## start

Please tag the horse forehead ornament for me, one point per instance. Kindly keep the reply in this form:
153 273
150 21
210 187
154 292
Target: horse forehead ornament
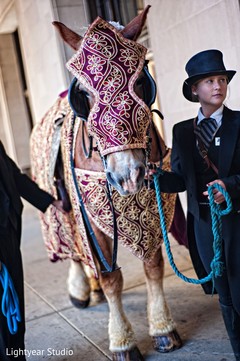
108 65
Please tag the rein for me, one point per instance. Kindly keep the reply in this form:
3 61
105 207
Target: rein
10 301
216 214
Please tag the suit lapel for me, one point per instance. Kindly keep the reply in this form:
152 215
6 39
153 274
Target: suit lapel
188 143
229 135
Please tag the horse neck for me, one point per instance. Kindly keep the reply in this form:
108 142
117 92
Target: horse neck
158 146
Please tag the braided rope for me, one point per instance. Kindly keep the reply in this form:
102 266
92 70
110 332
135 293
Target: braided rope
10 302
216 214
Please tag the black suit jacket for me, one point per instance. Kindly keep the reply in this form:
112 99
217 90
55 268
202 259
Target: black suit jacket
13 185
183 176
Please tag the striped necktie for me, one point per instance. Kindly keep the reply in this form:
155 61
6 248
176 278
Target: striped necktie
206 131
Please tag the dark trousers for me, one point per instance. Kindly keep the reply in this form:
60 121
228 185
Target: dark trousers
10 255
228 285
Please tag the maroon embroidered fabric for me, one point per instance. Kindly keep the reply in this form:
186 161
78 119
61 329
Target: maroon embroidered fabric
108 64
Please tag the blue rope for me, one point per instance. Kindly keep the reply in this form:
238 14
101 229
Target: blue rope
216 214
10 302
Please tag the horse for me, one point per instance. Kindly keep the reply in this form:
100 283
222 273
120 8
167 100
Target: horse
93 149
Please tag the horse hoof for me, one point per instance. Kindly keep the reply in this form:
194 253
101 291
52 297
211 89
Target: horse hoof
78 303
129 355
97 296
168 342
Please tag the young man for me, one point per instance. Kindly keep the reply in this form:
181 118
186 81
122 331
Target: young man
206 150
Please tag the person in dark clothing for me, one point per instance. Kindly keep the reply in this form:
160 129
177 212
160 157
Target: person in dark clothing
14 185
206 150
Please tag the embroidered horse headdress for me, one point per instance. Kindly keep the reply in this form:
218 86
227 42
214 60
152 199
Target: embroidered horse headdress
108 65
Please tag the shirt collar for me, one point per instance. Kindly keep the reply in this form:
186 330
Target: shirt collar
217 115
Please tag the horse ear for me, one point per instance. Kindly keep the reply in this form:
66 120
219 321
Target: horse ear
133 29
69 36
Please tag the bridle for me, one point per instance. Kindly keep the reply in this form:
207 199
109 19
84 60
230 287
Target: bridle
78 100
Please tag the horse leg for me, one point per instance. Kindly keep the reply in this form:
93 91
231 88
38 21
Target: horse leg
161 325
121 335
97 295
78 285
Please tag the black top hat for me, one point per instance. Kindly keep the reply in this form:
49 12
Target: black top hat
202 65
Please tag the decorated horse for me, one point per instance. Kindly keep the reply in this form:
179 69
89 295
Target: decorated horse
93 149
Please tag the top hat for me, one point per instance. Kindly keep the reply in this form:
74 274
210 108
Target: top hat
202 65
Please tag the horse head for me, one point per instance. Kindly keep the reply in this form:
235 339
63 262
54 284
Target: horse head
107 92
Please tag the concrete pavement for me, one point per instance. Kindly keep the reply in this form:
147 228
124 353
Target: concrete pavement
58 331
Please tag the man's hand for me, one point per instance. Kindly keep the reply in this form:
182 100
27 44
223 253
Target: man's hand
218 196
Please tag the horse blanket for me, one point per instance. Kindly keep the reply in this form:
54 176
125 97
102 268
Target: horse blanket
138 223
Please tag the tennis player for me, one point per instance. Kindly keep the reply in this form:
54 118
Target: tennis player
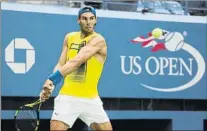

## end

- _What you have to do_: Present every line of the records above as a Markdown table with the columns "Row" and "Text", numbering each row and skipping blank lines. Leave the pictures out of the table.

- _Exercise response_:
| Row | Text |
|---|---|
| 1 | Please tag the horse forehead ornament for me, one point per instance. Kindly keep the reply in this form: |
| 2 | 153 273 |
| 3 | 150 21 |
| 4 | 210 187 |
| 5 | 154 292 |
| 6 | Target: horse forehead ornament |
| 7 | 108 65 |
| 8 | Please tag the rein for me, one point per instance. Kindly keep the reply in this form: |
| 9 | 3 61 |
| 10 | 105 207 |
| 11 | Target: rein |
| 12 | 10 301 |
| 13 | 216 214 |
| 14 | Please tag the suit lapel for me, one point per instance. Kindly keep the reply in this form: |
| 15 | 152 215 |
| 16 | 6 39 |
| 17 | 153 274 |
| 18 | Target: suit lapel |
| 19 | 188 143 |
| 20 | 229 135 |
| 21 | Please tag the horse neck for me, one point per instance. Kindly keep the reply in this form: |
| 22 | 108 142 |
| 23 | 117 92 |
| 24 | Target: horse neck |
| 25 | 158 146 |
| 26 | Please tag the braided rope for me, one point per instance. Kindly keep the reply in this form: |
| 27 | 102 266 |
| 28 | 92 70 |
| 29 | 110 332 |
| 30 | 135 293 |
| 31 | Target: braided rope |
| 32 | 10 302 |
| 33 | 216 214 |
| 34 | Please tag the black suit jacket for me, one point per instance. Kindly keep the reply in this form: |
| 35 | 112 99 |
| 36 | 217 90 |
| 37 | 55 268 |
| 38 | 202 259 |
| 39 | Target: black suit jacket |
| 40 | 13 185 |
| 41 | 183 176 |
| 42 | Please tag the striped necktie for me, one point per instance. Kindly keep the reply in this form: |
| 43 | 155 61 |
| 44 | 6 248 |
| 45 | 176 278 |
| 46 | Target: striped necktie |
| 47 | 206 131 |
| 48 | Please tag the dark trousers for me, one point per instance. Kindly keep the reply in this form: |
| 49 | 60 121 |
| 50 | 228 185 |
| 51 | Target: dark trousers |
| 52 | 10 255 |
| 53 | 228 285 |
| 54 | Please tag the maroon embroidered fabric for me, one point per instance. Kindly keep the reply in this form: |
| 55 | 186 161 |
| 56 | 78 119 |
| 57 | 61 329 |
| 58 | Target: maroon embroidered fabric |
| 59 | 108 64 |
| 60 | Please tag the blue rope for me, one point per instance. Kindly keep the reply in this form: |
| 61 | 238 14 |
| 62 | 101 229 |
| 63 | Target: blue rope |
| 64 | 216 214 |
| 65 | 10 302 |
| 66 | Please tag the horse for me, one point per instance. Kindly keep the reply in this form: |
| 67 | 100 283 |
| 68 | 222 273 |
| 69 | 120 8 |
| 70 | 167 100 |
| 71 | Target: horse |
| 72 | 93 149 |
| 73 | Please tag the horse hoof for me, one point per instance. Kindly keep the reply in this form: |
| 74 | 194 253 |
| 75 | 101 291 |
| 76 | 52 297 |
| 77 | 211 89 |
| 78 | Target: horse hoof |
| 79 | 78 303 |
| 80 | 129 355 |
| 81 | 97 296 |
| 82 | 168 342 |
| 83 | Please tag the young man for me, one point per instance. Kindly keep the reply in this form: |
| 84 | 181 118 |
| 85 | 186 81 |
| 86 | 122 331 |
| 87 | Target: young man |
| 88 | 206 150 |
| 89 | Please tag the person in dark clothing for me, one point per instance. Kindly keep the reply in this form: |
| 90 | 160 129 |
| 91 | 177 212 |
| 92 | 160 157 |
| 93 | Target: person in dark clothing |
| 94 | 14 185 |
| 95 | 206 150 |
| 96 | Please tag the embroidered horse headdress for me, one point per instance. Kindly keep the reply in this form: |
| 97 | 218 86 |
| 98 | 227 42 |
| 99 | 214 60 |
| 100 | 152 199 |
| 101 | Target: embroidered horse headdress |
| 102 | 108 65 |
| 103 | Please tag the shirt collar for me, one point per instance. Kindly keep the reply in this form: |
| 104 | 186 330 |
| 105 | Target: shirt collar |
| 106 | 217 115 |
| 107 | Please tag the horse ear for me, one point per instance. Kindly keep the reply in this form: |
| 108 | 66 120 |
| 109 | 219 321 |
| 110 | Target: horse ear |
| 111 | 133 29 |
| 112 | 69 36 |
| 113 | Please tag the bridle for me, one point per instance. Kindly keep the reply in this form: |
| 114 | 207 199 |
| 115 | 109 19 |
| 116 | 84 60 |
| 117 | 230 287 |
| 118 | Target: bridle |
| 119 | 78 100 |
| 120 | Please tag the horse leg for me, one point per instance. Kindly keep the reply in this form: |
| 121 | 93 91 |
| 122 | 231 88 |
| 123 | 38 21 |
| 124 | Target: horse leg |
| 125 | 161 325 |
| 126 | 121 335 |
| 127 | 97 295 |
| 128 | 78 285 |
| 129 | Please tag the black top hat for me, one point per instance. Kindly keep the reply in this form: |
| 130 | 49 12 |
| 131 | Target: black top hat |
| 132 | 202 65 |
| 133 | Please tag the decorated horse for me, one point per instance. Kindly keep the reply in this form: |
| 134 | 179 69 |
| 135 | 89 295 |
| 136 | Target: decorated horse |
| 137 | 93 149 |
| 138 | Please tag the top hat for me, one point per instance. Kindly keep the reply in this form: |
| 139 | 74 274 |
| 140 | 210 108 |
| 141 | Target: top hat |
| 142 | 202 65 |
| 143 | Please tag the horse head for me, one point per instance. Kindly keep the reply in this form: |
| 144 | 235 339 |
| 145 | 63 262 |
| 146 | 54 284 |
| 147 | Target: horse head |
| 148 | 107 92 |
| 149 | Please tag the concrete pavement for me, one point per instance. Kindly keep the reply in this form: |
| 150 | 147 228 |
| 151 | 124 353 |
| 152 | Target: concrete pavement |
| 153 | 58 331 |
| 154 | Please tag the man's hand for me, one point per instance. Kindly keep the reply in this form: |
| 155 | 182 100 |
| 156 | 27 44 |
| 157 | 223 253 |
| 158 | Target: man's hand |
| 159 | 218 196 |
| 160 | Please tag the horse blanket for me, one point per instance. Kindly keep the reply in this form: |
| 161 | 54 176 |
| 162 | 125 97 |
| 163 | 102 268 |
| 164 | Target: horse blanket |
| 165 | 138 223 |
| 166 | Please tag the tennis player for me, one point per instance. Kindly keep the reply in this form: |
| 167 | 54 118 |
| 168 | Target: tennis player |